| INFORMATION GIVEN |
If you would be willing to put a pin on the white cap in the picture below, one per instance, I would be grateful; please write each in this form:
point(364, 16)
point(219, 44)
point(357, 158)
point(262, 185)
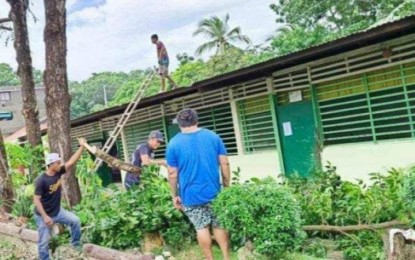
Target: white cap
point(52, 157)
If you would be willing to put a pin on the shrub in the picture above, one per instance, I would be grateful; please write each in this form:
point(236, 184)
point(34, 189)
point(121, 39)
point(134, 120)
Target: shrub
point(265, 213)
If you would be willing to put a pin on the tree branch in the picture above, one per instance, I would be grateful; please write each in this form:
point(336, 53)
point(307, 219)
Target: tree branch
point(352, 228)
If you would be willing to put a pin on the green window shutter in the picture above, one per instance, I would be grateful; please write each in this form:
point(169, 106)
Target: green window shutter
point(219, 120)
point(256, 124)
point(374, 106)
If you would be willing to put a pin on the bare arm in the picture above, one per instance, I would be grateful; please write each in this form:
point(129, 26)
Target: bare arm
point(225, 170)
point(75, 157)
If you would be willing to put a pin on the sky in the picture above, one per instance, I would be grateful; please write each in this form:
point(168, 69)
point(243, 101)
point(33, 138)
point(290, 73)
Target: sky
point(114, 35)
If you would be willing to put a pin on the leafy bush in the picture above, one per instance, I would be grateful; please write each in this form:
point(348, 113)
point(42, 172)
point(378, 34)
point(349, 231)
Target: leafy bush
point(23, 205)
point(264, 213)
point(119, 219)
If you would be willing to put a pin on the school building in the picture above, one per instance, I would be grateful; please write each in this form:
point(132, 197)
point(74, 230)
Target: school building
point(350, 102)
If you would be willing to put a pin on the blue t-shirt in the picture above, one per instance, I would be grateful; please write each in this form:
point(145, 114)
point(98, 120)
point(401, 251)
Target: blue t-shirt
point(196, 156)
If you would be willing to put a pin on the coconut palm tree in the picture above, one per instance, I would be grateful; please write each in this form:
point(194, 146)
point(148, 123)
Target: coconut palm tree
point(219, 34)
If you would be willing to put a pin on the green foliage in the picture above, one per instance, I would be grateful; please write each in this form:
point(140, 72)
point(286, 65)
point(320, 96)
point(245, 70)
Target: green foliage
point(408, 194)
point(310, 23)
point(314, 247)
point(27, 157)
point(326, 199)
point(192, 71)
point(365, 245)
point(264, 213)
point(119, 219)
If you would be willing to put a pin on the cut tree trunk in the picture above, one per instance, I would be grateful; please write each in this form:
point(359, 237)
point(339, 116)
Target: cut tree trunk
point(58, 99)
point(6, 185)
point(353, 228)
point(402, 249)
point(112, 161)
point(30, 110)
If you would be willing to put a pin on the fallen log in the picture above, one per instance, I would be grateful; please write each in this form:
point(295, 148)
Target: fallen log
point(112, 161)
point(104, 253)
point(397, 247)
point(353, 228)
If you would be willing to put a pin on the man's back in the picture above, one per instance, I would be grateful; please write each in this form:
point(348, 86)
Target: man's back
point(196, 156)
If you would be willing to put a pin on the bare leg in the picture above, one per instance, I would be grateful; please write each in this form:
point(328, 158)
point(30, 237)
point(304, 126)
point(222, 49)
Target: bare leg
point(205, 242)
point(171, 81)
point(163, 83)
point(222, 237)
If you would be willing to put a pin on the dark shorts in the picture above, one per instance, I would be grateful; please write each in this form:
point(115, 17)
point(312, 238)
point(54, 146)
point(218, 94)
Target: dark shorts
point(202, 216)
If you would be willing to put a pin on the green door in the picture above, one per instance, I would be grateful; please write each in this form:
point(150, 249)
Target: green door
point(296, 127)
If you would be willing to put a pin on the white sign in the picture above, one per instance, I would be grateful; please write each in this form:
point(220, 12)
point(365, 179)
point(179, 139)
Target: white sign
point(295, 96)
point(287, 128)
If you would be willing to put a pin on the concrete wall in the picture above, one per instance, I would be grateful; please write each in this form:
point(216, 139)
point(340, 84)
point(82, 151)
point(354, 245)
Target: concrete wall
point(356, 161)
point(259, 165)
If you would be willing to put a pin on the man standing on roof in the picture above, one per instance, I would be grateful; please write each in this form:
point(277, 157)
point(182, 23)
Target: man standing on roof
point(163, 61)
point(47, 200)
point(144, 155)
point(193, 158)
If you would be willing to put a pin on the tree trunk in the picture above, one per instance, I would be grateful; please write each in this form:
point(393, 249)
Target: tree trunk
point(6, 185)
point(58, 99)
point(24, 60)
point(353, 228)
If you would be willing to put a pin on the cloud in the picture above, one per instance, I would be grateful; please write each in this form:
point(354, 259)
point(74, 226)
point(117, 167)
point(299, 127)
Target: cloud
point(114, 35)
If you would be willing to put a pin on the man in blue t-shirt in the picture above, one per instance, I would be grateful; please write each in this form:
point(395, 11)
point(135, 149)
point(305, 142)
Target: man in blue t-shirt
point(144, 155)
point(193, 159)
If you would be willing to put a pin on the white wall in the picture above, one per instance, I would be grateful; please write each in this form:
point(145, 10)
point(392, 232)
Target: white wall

| TASK INSTRUCTIONS |
Transcribe, exactly and without additions, the lines of the records above, beginning with the line that contains "on the dark" and ending with the line that contains "point(182, 23)", both included.

| PROBLEM SOLUTION |
If you would be willing to put a pin on the dark shorts in the picture above, one per instance, I would be grateful; please write each in this form:
point(115, 17)
point(312, 238)
point(54, 146)
point(218, 94)
Target: dark shorts
point(202, 216)
If you would be willing to put a pin on the green door in the picture above, one per instance, I would be grateful; please write each in this form:
point(150, 249)
Target: green door
point(296, 127)
If you would be willing to put a pin on the white sign in the picture above, one per instance, I would be grateful; please write each in this form:
point(220, 12)
point(365, 179)
point(179, 139)
Target: white sign
point(295, 96)
point(287, 128)
If you would be willing to put a pin on the concrete wall in the picture above, one per instance, I would be grateful; please write each in this form:
point(216, 139)
point(340, 84)
point(82, 151)
point(354, 245)
Target: concrete wall
point(356, 161)
point(259, 165)
If you would be willing to put a pin on the man standing on roof in the picture above, one per instance, I would be grateful; please write each in this form:
point(277, 157)
point(182, 23)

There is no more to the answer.